> **TEXT SEGMENT**
The context model is established by using the marking symbol of one or more peripheral macro blocks of the current macro block, the selected peripheral macro blocks are the same as the macro blocks selected in the above step, and the context model is established for performing context adaptive arithmetic encoding.
If the searching is performed in the front view reference image and the back view reference image, the marking symbol for indicating the front or back view needs to be encoded. After the XOR processing is performed on the marking symbol “currFlag” of the macro block encoded currently and the marking symbol “leftFlag” of the one or more peripheral macro blocks, the context model is established for performing the context adaptive arithmetic encoding. The pseudo code is given in the following.
uiSymbol=currFlag XOR leftFlag;
uiCtx=(leftFlag==LIST_—0)?0:1;
uiCtx+=(aboveFlag==LIST_—0)?0:1;
writeSymbol(uiSymbol,MotionSkipListXFlagCCModel.get(0,uiCtx));
Persons of ordinary skill in the art should understand that all or a part of the steps of the method according to the embodiments of the present invention may be implemented by a program instructing relevant hardware. The program may be stored in a computer readable storage medium. When the program runs, the steps of the method according to the embodiments of the present invention are performed. The storage medium may be any medium that is capable of storing program codes, such as a Read-Only Memory (ROM), a Random Access Memory (RAM), a magnetic disk, or a Compact Disk Read-Only Memory (CD-ROM).

> **DATA ENTRIES**
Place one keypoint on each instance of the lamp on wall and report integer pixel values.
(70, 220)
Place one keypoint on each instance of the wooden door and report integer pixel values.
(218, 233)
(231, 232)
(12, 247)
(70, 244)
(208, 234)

> **COMPLETE THE FOLLOWING**
A - In the passage on context adaptive arithmetic encoding, what operation is applied to "currFlag" and "leftFlag" before the context model is established?
B - Summarize the passage on context adaptive arithmetic encoding in two sentences.
C - Write the next part of the passage on context adaptive arithmetic encoding, picking up after its final sentence.

> **EXPECTED RESPONSES**
A - XOR processing.

B - When the search covers both the front view and back view reference images, the marking symbol for the front or back view is encoded by XORing the current macro block's flag with that of one or more peripheral macro blocks and then building a context model for context adaptive arithmetic encoding. The method's steps may be carried out by a program instructing relevant hardware and stored on a computer readable medium such as a ROM, RAM, magnetic disk, or CD-ROM.

C -
Embodiments of a Video Encoding Device

FIG. 8 is a schematic structural view of a video encoding device according to a first embodiment of the present invention. Referring to FIG. 8, the device includes a first module 11, a second module 12, and a third module 13. The first module 11 is configured to obtain an image block corresponding to a current macro block and having a size the same as a preset searching precision in an adjacent view reference image according to disparity vector information of the preset searching precision, the second module 12 is configured to obtain first offset information of a corresponding macro block capable of achieving an optimal encoding efficiency of the current macro block in a coordinate system established according to the image block, and the third module 13 is configured to encode the first offset information.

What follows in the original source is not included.